[Recorded data]
-=-=-
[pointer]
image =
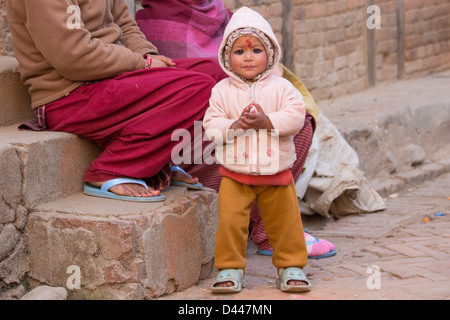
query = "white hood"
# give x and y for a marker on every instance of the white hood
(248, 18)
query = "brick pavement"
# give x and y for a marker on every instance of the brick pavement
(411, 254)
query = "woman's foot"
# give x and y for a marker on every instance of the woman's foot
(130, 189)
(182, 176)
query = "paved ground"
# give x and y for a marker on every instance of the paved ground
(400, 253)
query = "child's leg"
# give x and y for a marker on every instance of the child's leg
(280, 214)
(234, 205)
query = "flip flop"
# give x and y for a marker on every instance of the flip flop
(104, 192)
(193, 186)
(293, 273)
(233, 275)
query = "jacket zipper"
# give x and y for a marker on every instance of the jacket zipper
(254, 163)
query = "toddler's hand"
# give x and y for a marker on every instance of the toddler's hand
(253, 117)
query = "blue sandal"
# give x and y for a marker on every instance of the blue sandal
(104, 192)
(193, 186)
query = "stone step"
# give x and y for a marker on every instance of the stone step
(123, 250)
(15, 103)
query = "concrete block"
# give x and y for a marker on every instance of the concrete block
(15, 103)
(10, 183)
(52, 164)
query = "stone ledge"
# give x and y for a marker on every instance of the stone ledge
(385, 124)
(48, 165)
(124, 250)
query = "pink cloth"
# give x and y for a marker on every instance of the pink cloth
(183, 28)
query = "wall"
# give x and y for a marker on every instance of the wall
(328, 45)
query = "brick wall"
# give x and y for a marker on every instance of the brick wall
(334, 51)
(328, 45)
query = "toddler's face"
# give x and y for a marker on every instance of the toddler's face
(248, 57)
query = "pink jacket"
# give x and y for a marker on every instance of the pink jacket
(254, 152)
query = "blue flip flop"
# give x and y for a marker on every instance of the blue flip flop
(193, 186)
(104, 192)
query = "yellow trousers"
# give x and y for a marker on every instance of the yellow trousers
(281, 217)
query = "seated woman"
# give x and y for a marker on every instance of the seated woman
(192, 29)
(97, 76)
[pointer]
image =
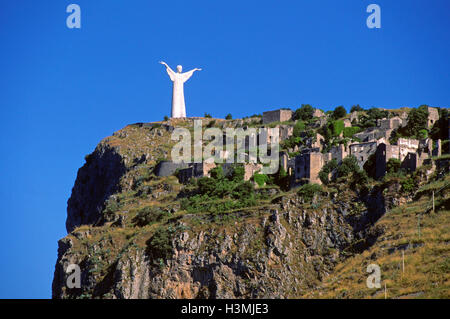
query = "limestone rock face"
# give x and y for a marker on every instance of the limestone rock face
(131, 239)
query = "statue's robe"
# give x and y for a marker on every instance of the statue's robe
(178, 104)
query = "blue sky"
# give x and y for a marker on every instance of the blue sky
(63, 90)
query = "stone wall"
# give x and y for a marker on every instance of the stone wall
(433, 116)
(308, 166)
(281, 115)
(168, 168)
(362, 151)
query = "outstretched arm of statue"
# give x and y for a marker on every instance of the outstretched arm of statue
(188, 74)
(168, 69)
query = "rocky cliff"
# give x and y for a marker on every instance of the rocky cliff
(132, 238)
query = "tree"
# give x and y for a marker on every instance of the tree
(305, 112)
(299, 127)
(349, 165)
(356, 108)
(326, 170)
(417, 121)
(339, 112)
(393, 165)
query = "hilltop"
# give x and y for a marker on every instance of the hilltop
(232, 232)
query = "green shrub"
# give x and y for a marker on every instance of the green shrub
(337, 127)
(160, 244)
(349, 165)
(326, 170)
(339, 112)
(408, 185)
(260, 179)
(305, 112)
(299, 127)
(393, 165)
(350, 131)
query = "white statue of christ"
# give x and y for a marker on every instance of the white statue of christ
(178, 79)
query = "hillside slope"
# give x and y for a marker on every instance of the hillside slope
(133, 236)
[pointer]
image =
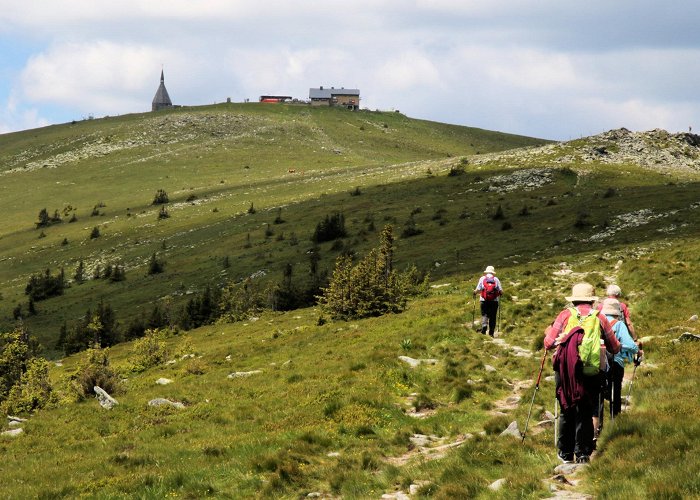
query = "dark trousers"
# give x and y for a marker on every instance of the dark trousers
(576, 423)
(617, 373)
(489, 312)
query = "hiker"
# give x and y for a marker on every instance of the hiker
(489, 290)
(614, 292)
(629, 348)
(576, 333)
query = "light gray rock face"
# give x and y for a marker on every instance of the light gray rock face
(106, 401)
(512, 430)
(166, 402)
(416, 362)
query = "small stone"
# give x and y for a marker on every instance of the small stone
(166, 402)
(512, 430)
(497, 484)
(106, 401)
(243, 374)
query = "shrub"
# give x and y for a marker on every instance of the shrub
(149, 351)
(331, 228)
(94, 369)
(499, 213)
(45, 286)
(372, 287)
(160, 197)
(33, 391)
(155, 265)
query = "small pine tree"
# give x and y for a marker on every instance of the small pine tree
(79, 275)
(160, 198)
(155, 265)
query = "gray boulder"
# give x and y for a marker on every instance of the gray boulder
-=-=-
Stated exercise>
Pictures appear in the records above. Output everything except them, exactly.

Answer to this problem>
[pointer]
image =
query = "white hood"
# give x and y for a marker on every instance of the white hood
(248, 18)
query = "brick pavement"
# give x and y for a marker on every instance of the brick pavement
(411, 254)
query = "woman's foot"
# give x and y for a marker on every instance of the woman's foot
(130, 189)
(182, 176)
query = "paved ground"
# give x and y for a marker on every instance of the paved ground
(400, 253)
query = "child's leg"
# give x and y for a marker on every instance of the child's leg
(280, 214)
(234, 205)
query = "flip flop"
# give x and y for a marker on every instance of the flip flop
(104, 192)
(193, 186)
(293, 273)
(233, 275)
query = "jacket zipper"
# give x and y for a marker on every instance of the jacket zipper
(254, 163)
query = "toddler's hand"
# give x and y for a marker on every instance of the toddler's hand
(253, 117)
query = "blue sandal"
# give x and y for a marker on every instance of the blue sandal
(104, 192)
(193, 186)
query = "stone step"
# give x and y for a marker on every instance of the stone step
(123, 250)
(15, 103)
query = "concrete block"
# give x and y for a marker on every instance of the concrete block
(15, 103)
(10, 183)
(52, 164)
query = "stone ledge"
# give x and y for a marker on every instance of the stone ledge
(385, 124)
(48, 165)
(124, 250)
query = "pink cloth"
# give x and y for a marker on every instance of the pink cloth
(183, 28)
query = "wall"
# give x and y for a marker on every instance of the wall
(328, 45)
query = "brick wall"
# give x and y for a marker on every instance of the brick wall
(334, 51)
(328, 45)
query = "toddler's face"
# give x and y for a marker on every instance of the toddler's face
(248, 57)
query = "pink jacket"
# give x and y for a marker on every instance of the pink jacket
(254, 152)
query = "blue flip flop"
# give x and y for a marker on every instance of the blue flip flop
(193, 186)
(104, 192)
query = "yellow trousers"
# give x and y for a marker on every instance of the yellow trousers
(281, 217)
query = "seated woman"
# give x and y for a marker on every instance of the seated woman
(192, 29)
(97, 76)
[pointer]
image =
query = "limestone rock face"
# give x and y for a marker on every instance of the limestone rock face
(131, 239)
query = "statue's robe"
# give x and y for a marker on every instance of the statue's robe
(178, 104)
query = "blue sky"
# give x and y for a marker on every instance of the blue sky
(63, 90)
query = "stone wall"
# give x and y for a marker on every instance of the stone wall
(433, 116)
(308, 166)
(281, 115)
(168, 168)
(362, 151)
query = "outstretched arm of statue"
# give x and y for a marker on every instance of the outstretched arm of statue
(188, 74)
(168, 69)
query = "rocky cliff"
# give x and y for a marker on every instance of the rocky cliff
(132, 238)
query = "tree"
# give x and y for a marker on every instance of the tree
(305, 112)
(299, 127)
(349, 165)
(356, 108)
(326, 170)
(417, 121)
(339, 112)
(393, 165)
query = "hilltop"
# give x and y for a marker on every instance of the hilltop
(232, 232)
query = "green shrub"
# give x and y for a marker on every instance of the green shrub
(337, 127)
(160, 244)
(349, 165)
(326, 170)
(339, 112)
(408, 185)
(260, 179)
(305, 112)
(299, 127)
(393, 165)
(350, 131)
query = "white statue of christ"
# give x and y for a marker on every instance of the white statue of christ
(178, 79)
query = "hillside slope"
# give x and y for a marker on every instance of the hillside slope
(133, 236)
[pointer]
image =
query = "dark trousers"
# give x and y for a marker on every instance of the dark trousers
(576, 423)
(617, 373)
(489, 312)
query = "hiker"
# give x and y for a marker on every instance of the hiker
(489, 290)
(614, 292)
(629, 348)
(576, 333)
query = "light gray rock face"
# give x and y for a marker on every instance of the light gray rock face
(106, 401)
(512, 430)
(166, 402)
(416, 362)
query = "small stone"
# give x and y for a marker on every instance of the small stone
(166, 402)
(512, 430)
(497, 484)
(106, 401)
(243, 374)
query = "shrub"
# give x and y for a marker on every instance of the shrub
(149, 351)
(331, 228)
(94, 369)
(499, 213)
(45, 286)
(372, 287)
(160, 197)
(33, 391)
(155, 265)
query = "small pine tree"
# give x and y for a marker on every instance of the small pine tree
(79, 275)
(160, 198)
(155, 265)
query = "gray boulder"
# give x and y for a marker on every instance of the gray boulder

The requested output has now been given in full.